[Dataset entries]
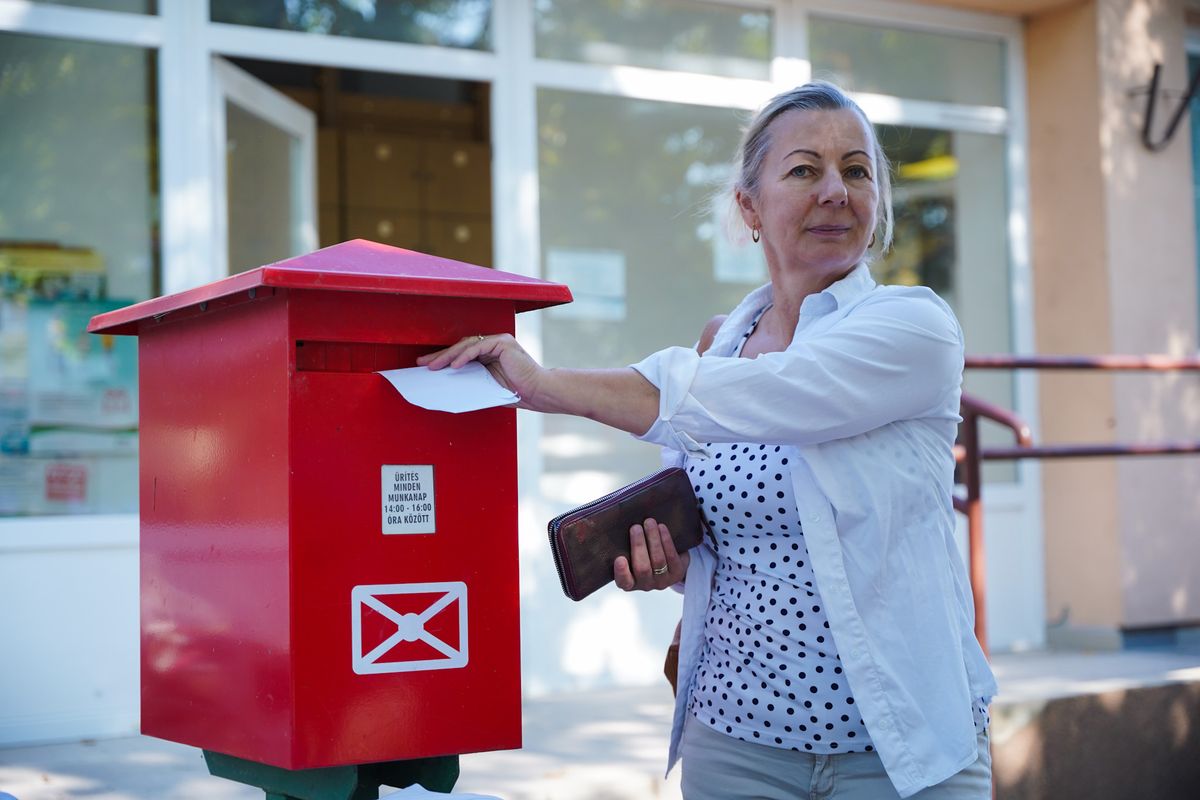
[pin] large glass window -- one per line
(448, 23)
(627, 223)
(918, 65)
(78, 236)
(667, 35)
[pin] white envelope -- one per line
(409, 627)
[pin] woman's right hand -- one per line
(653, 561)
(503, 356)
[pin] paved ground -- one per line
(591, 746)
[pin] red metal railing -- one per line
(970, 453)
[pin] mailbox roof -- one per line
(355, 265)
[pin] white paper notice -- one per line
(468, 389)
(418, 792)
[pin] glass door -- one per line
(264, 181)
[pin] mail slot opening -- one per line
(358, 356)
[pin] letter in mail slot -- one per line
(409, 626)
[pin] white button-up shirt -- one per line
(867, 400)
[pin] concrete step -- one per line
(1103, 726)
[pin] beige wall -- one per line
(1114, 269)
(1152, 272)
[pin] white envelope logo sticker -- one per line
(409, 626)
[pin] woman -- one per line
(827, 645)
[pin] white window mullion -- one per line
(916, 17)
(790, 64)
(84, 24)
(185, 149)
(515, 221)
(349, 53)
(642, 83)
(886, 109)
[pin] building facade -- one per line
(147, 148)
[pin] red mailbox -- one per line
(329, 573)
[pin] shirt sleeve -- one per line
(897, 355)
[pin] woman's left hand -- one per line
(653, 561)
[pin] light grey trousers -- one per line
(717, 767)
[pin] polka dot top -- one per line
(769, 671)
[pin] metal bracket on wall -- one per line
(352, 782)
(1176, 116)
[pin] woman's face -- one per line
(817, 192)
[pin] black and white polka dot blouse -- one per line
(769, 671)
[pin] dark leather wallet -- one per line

PROBLEM TO SOLVE —
Reproduce each line exactly, please, except for any pictures.

ANSWER TO THE PROBLEM —
[pin] large glass window -- one per line
(448, 23)
(627, 223)
(918, 65)
(78, 236)
(667, 35)
[pin] white envelope -- one per line
(409, 627)
[pin] woman's right hand -- one per line
(653, 561)
(503, 356)
[pin] paved ground -- one per line
(591, 746)
[pin] red metal railing -- one per line
(970, 453)
[pin] mailbox roof -- one per line
(355, 265)
[pin] white paper notice -- one per line
(468, 389)
(418, 792)
[pin] glass door -- one per line
(264, 181)
[pin] mail slot opening -- one per line
(358, 356)
[pin] letter in mail slot -- one per line
(409, 626)
[pin] white button-up shirt -- one per line
(867, 400)
[pin] concrete step -- one per line
(1103, 726)
[pin] beige wall -- one per line
(1114, 269)
(1152, 272)
[pin] white envelope logo sticker -- one per line
(409, 626)
[pin] woman -- one per line
(827, 645)
[pin] white window mullion -- one per line
(916, 17)
(790, 64)
(84, 24)
(185, 149)
(515, 221)
(349, 53)
(642, 83)
(886, 109)
[pin] building facade -- one per line
(147, 148)
[pin] red mailbox -- one per line
(329, 573)
[pin] shirt sleeve -- one per line
(897, 355)
[pin] woman's left hand -- one per line
(653, 561)
[pin] light grey trousers -- one per line
(717, 767)
[pin] polka dot top -- one per line
(769, 671)
[pin] metal bracket on wall -- one per line
(352, 782)
(1176, 116)
[pin] woman's face -- one per line
(817, 192)
[pin] black and white polka dot blouse -- one per line
(769, 671)
[pin] dark leather wallet -- one per line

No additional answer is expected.